Copy the records from the line with "Task: point to the white" through the end of the records, substituting "marble pillar" for "white column" and leaving everything else as it stands.

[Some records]
________________________________________
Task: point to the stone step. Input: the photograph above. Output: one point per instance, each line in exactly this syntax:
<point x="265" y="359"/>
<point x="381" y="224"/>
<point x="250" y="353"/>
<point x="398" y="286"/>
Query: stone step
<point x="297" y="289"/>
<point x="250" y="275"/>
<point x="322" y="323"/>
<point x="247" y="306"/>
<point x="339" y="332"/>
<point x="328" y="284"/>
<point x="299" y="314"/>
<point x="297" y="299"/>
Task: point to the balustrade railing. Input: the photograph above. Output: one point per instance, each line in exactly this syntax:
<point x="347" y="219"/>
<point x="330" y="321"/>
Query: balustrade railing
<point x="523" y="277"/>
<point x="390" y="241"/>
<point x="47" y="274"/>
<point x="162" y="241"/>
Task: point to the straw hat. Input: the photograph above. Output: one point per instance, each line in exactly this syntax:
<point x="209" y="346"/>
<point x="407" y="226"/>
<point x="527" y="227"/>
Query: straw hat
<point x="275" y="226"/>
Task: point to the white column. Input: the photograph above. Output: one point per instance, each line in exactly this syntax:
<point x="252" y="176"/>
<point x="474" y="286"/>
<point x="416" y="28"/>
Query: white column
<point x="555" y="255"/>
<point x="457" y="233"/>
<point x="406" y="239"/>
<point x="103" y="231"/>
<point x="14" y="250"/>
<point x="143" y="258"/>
________________________________________
Correct result —
Task: point to the marble pillar. Input: the photograph above. Output: one point per instance, each line in exactly this syntax:
<point x="252" y="176"/>
<point x="474" y="286"/>
<point x="416" y="28"/>
Query: marble pillar
<point x="555" y="255"/>
<point x="457" y="233"/>
<point x="406" y="239"/>
<point x="103" y="231"/>
<point x="14" y="250"/>
<point x="143" y="258"/>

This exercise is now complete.